Retype the listing exactly, with no images.

Information given:
--

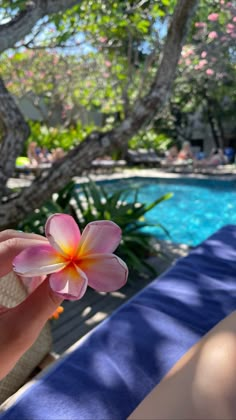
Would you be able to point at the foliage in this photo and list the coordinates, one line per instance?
(206, 74)
(150, 140)
(95, 202)
(52, 137)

--

Task solution:
Would you be able to point at the foliage in this photo and list the coordinates, one line per instance?
(206, 74)
(150, 140)
(95, 202)
(52, 137)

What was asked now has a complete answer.